**PASSAGE:**

◆ ◆ ◆ ◆

# Fall steelhead



## dustin (Nov 14, 2007)

A buddy and I are looking to come up in a week or 2 to fish. We have stocked up on Cleos and other spoons, what would be the best plan of attack? Casting harbors or bring up the boat and troll / cast? We are thinking Conneaut for a weekend trip. It’s a 4 hr drive for us so any recommendations on a hotel or if we should try a different harbor.

Thanks in advance


----------



## Andrew24 (Oct 1, 2015)

I'd bring the boat just to have that option alone just another option in your pocket


----------



## TRIPLE-J (Sep 18, 2006)

I would bring the boat also, you can always tie up and cast too


----------



## rickerd (Jul 16, 2008)

Yes bring the boat and any river from Vermilion to Conny should be a good starting point. 
Rickerd


----------



## drsteelhead (Jan 22, 2016)

Fished lower conneaut today from 10am to 3pm. Started with egg sacs under float. Nothing. Then moved a little more upstream to easier water for wading. Went 2 for 3 on spoons. All fish were fresh as you would expect, the 3rd was a pretty nice hen. This is my first time catching steelhead on spoons in conneaut and I've got to say the bite is MUCH different than when catching them on the fly. I think I'll give it another go. Good luck all. P.s. I release my fish 99 percent of the time but I wanted to try and make some skein and bbq some trout.


----------

◆ ◆ ◆ ◆

**SUPPLIED ENTRIES:**
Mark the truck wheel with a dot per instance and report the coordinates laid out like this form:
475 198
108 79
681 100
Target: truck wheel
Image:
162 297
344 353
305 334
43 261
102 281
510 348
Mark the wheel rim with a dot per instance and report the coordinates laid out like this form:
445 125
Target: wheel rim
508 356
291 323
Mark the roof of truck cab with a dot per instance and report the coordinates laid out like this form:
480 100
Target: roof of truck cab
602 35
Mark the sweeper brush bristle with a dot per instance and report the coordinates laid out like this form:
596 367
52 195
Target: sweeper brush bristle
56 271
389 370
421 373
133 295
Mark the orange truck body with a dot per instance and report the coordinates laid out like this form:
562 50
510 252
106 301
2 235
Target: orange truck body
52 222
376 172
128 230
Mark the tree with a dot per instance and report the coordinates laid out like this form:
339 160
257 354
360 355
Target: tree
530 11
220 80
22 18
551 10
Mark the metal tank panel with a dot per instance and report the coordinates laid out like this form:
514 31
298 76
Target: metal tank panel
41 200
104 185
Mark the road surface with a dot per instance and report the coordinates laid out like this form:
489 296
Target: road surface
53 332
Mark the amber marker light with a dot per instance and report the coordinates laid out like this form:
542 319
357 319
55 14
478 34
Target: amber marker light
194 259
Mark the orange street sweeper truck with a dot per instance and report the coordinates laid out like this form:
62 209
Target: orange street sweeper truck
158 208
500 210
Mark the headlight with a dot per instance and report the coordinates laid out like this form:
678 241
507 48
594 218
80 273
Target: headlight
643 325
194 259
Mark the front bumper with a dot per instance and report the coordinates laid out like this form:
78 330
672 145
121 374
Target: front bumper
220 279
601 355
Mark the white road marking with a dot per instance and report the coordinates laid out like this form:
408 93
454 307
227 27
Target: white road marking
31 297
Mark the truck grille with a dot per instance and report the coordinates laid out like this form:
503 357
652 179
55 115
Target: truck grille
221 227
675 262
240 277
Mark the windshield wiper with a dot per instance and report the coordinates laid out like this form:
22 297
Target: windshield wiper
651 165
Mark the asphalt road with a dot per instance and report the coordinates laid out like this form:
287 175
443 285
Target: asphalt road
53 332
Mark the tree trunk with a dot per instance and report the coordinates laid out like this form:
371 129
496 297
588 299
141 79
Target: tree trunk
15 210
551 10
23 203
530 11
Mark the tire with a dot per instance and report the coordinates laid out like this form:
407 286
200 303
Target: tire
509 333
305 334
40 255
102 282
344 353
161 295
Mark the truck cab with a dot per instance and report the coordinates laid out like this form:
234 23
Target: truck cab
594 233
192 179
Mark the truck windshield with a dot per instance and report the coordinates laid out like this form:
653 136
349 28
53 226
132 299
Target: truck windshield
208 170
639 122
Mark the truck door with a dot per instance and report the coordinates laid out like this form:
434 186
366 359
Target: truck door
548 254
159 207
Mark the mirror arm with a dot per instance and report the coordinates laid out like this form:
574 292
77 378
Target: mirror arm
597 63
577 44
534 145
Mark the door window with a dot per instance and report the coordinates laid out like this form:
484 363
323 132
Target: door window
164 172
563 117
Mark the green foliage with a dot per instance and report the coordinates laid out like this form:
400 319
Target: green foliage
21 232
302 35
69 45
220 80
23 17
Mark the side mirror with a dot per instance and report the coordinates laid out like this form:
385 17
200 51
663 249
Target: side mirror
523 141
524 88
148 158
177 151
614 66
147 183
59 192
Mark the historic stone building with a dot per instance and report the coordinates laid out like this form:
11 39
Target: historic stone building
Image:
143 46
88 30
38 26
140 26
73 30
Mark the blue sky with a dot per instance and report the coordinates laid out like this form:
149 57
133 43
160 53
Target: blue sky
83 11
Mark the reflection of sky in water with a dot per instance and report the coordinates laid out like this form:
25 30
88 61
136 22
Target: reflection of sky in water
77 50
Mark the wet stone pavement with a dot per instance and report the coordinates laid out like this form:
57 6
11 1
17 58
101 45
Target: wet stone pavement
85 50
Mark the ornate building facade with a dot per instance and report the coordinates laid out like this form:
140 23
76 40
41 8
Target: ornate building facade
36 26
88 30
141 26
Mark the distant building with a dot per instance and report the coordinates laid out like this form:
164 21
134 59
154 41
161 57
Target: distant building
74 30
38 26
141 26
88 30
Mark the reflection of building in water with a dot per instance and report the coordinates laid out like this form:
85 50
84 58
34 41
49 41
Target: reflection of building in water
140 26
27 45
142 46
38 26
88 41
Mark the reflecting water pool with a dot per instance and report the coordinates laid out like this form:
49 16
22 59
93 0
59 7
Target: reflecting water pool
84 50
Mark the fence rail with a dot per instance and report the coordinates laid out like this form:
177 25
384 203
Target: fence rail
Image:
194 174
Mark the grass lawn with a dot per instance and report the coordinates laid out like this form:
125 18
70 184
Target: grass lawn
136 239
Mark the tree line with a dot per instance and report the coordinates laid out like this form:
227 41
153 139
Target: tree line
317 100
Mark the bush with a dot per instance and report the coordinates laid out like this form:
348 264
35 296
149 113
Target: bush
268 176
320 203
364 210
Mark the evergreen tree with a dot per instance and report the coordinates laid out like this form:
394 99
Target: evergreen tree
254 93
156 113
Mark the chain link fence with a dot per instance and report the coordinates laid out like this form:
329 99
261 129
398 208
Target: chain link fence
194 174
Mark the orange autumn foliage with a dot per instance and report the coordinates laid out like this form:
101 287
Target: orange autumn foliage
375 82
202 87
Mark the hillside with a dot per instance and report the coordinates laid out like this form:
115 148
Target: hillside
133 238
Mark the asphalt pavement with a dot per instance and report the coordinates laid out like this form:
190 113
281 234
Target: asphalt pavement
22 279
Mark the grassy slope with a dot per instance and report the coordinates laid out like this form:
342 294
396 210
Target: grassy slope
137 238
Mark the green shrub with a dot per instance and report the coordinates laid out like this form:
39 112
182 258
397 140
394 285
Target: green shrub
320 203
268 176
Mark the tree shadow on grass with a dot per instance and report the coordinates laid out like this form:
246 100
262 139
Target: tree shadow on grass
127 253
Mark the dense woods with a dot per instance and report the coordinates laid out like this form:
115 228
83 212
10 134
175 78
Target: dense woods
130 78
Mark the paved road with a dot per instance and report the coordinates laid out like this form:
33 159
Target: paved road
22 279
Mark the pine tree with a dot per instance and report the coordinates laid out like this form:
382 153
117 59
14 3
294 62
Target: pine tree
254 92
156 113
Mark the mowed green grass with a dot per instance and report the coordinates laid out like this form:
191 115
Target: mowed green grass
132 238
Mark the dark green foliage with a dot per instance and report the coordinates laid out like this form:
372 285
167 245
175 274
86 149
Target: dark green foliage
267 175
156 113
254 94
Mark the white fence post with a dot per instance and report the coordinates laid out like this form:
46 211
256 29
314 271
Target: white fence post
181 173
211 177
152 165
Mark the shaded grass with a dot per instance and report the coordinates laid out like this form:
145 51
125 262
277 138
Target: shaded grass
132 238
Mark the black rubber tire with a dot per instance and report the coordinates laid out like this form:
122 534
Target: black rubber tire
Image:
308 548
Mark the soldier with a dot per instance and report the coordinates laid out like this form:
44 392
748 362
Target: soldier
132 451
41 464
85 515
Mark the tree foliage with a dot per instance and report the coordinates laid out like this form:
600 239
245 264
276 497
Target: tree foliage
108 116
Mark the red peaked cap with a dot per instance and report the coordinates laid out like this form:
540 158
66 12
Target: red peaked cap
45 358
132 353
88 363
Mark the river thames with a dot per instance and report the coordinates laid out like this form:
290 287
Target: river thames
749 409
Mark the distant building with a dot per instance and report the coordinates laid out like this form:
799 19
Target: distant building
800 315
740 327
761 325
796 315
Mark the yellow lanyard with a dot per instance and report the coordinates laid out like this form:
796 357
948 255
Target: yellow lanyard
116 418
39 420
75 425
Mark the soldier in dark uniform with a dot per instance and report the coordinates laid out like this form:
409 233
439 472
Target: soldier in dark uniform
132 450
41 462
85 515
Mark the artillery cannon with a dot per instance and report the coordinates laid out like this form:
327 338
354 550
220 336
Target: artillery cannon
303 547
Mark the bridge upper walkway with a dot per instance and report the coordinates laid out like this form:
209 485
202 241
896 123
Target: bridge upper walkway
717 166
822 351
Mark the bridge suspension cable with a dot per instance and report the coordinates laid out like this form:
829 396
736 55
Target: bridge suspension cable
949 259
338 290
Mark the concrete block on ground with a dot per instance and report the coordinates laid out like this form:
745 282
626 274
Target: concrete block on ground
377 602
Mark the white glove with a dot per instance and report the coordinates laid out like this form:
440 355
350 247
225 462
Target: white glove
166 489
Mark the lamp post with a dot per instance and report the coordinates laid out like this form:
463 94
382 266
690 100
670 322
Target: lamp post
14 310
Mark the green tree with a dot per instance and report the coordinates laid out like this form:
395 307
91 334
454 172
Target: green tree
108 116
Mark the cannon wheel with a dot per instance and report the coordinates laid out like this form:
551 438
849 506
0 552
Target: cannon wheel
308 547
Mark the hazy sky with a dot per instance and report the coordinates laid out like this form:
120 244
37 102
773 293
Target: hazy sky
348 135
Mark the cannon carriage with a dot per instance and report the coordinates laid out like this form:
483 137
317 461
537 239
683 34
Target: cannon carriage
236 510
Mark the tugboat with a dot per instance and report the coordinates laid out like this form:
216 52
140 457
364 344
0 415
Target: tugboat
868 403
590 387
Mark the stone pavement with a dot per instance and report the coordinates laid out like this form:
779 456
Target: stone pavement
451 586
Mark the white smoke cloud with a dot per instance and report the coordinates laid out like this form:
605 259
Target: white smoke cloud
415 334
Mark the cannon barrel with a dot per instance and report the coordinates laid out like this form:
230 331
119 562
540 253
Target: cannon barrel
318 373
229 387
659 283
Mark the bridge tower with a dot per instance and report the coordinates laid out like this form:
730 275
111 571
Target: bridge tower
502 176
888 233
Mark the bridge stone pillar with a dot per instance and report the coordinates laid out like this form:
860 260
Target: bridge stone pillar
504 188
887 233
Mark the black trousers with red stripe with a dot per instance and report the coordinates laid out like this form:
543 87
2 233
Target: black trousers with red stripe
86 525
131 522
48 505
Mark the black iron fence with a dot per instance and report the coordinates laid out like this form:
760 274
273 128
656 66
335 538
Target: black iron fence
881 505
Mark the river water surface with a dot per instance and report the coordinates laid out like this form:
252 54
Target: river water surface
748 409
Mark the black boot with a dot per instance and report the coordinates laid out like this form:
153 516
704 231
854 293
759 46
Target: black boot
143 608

◆ ◆ ◆ ◆

**INSTRUCTION 1:** Condense the paragraph in the steelhead thread that begins "Fished lower conneaut today" into a short bulleted list that keeps its main facts.
**INSTRUCTION 2:** Pull out every line of the records that contains the word "amber".

**EXPECTED ANSWER 1:**
- Fished lower Conneaut from 10am to 3pm.
- Egg sacs under a float caught nothing.
- Moving a little upstream to easier wading water, went 2 for 3 on spoons; all fish were fresh, and the third was a nice hen.
- First time catching steelhead on spoons in Conneaut; the bite is much different from fly fishing, and plans to try it again.
- Releases fish 99 percent of the time but kept some this time to make skein and barbecue trout.

**EXPECTED ANSWER 2:**
Mark the amber marker light with a dot per instance and report the coordinates laid out like this form:
Target: amber marker light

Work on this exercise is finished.